(Excerpts of bounding box records)
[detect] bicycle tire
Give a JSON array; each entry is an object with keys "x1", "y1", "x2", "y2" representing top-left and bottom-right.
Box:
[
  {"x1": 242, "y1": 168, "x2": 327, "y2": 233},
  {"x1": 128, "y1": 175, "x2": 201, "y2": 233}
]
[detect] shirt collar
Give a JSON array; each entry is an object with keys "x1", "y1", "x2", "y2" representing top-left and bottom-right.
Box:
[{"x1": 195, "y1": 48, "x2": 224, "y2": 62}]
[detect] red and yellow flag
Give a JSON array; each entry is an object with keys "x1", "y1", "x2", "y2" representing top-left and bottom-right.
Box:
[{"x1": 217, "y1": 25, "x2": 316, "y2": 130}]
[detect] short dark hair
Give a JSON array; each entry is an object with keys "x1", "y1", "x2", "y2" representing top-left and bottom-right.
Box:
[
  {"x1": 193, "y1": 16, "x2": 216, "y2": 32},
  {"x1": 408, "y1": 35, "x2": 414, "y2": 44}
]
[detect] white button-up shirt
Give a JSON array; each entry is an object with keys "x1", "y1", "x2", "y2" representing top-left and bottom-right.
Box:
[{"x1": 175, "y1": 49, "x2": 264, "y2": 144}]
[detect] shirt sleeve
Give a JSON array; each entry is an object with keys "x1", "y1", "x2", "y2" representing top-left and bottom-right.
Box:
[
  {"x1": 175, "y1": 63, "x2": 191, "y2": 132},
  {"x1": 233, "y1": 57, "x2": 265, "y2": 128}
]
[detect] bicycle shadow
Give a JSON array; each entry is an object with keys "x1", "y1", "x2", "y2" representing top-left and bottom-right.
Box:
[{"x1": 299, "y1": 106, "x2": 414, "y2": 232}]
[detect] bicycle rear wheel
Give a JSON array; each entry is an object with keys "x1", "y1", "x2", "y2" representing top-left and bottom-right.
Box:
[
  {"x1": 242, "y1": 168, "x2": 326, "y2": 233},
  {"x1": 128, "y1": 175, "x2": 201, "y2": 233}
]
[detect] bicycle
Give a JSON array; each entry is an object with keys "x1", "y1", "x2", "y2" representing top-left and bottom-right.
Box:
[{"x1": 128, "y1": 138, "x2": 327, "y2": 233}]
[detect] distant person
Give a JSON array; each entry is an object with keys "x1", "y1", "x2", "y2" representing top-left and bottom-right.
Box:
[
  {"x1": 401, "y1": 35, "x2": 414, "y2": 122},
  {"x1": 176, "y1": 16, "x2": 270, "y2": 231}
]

■ TASK STATEMENT ■
Render every line of the records above as a Markdown table with the columns Row and Line, numbering the rows in order and skipping any blank lines.

■ RESPONSE ■
| Row | Line |
|---|---|
| 1 | [detect] bicycle tire |
| 2 | Give a JSON array; each entry is an object with keys "x1", "y1", "x2", "y2" representing top-left and bottom-right. |
| 3 | Box: |
| 4 | [ |
| 5 |   {"x1": 242, "y1": 168, "x2": 327, "y2": 233}, |
| 6 |   {"x1": 128, "y1": 175, "x2": 201, "y2": 233} |
| 7 | ] |
| 8 | [detect] shirt collar |
| 9 | Give a JSON array; each entry is an object with keys "x1", "y1", "x2", "y2" representing top-left and bottom-right. |
| 10 | Box: |
| 11 | [{"x1": 195, "y1": 48, "x2": 224, "y2": 62}] |
| 12 | [detect] red and yellow flag |
| 13 | Give a JSON array; each entry is an object with keys "x1", "y1", "x2", "y2" representing top-left and bottom-right. |
| 14 | Box: |
| 15 | [{"x1": 217, "y1": 25, "x2": 316, "y2": 130}] |
| 16 | [detect] short dark hair |
| 17 | Give a JSON array; each entry is an object with keys "x1", "y1", "x2", "y2" representing top-left and bottom-right. |
| 18 | Box: |
| 19 | [ |
| 20 |   {"x1": 193, "y1": 16, "x2": 216, "y2": 32}, |
| 21 |   {"x1": 408, "y1": 35, "x2": 414, "y2": 44} |
| 22 | ] |
| 23 | [detect] white button-up shirt |
| 24 | Give a JSON array; each entry is an object with keys "x1", "y1", "x2", "y2" representing top-left and bottom-right. |
| 25 | Box: |
| 26 | [{"x1": 175, "y1": 49, "x2": 264, "y2": 144}] |
| 27 | [detect] shirt sleeve |
| 28 | Give a JSON array; each entry is an object with keys "x1", "y1", "x2", "y2" representing top-left and bottom-right. |
| 29 | Box: |
| 30 | [ |
| 31 |   {"x1": 175, "y1": 63, "x2": 191, "y2": 132}, |
| 32 |   {"x1": 233, "y1": 57, "x2": 265, "y2": 128} |
| 33 | ] |
| 34 | [detect] bicycle shadow |
| 35 | Give a JSON array; each entry is an object with keys "x1", "y1", "x2", "y2" representing top-left and bottom-right. |
| 36 | Box: |
| 37 | [{"x1": 299, "y1": 106, "x2": 414, "y2": 232}] |
| 38 | [detect] bicycle rear wheel |
| 39 | Give a JSON array; each entry is an object with keys "x1", "y1", "x2", "y2" representing top-left and bottom-right. |
| 40 | Box: |
| 41 | [ |
| 42 |   {"x1": 242, "y1": 168, "x2": 326, "y2": 233}, |
| 43 |   {"x1": 128, "y1": 175, "x2": 201, "y2": 233} |
| 44 | ] |
| 45 | [detect] bicycle |
| 46 | Give a JSON array; each entry is an object with keys "x1", "y1", "x2", "y2" representing top-left and bottom-right. |
| 47 | Box: |
| 48 | [{"x1": 128, "y1": 138, "x2": 327, "y2": 233}] |
| 49 | [detect] distant person |
| 50 | Give a JSON array; each entry is an object with keys "x1", "y1", "x2", "y2" representing top-left and bottom-right. |
| 51 | Box: |
| 52 | [ |
| 53 |   {"x1": 401, "y1": 35, "x2": 414, "y2": 122}, |
| 54 |   {"x1": 176, "y1": 16, "x2": 270, "y2": 231} |
| 55 | ] |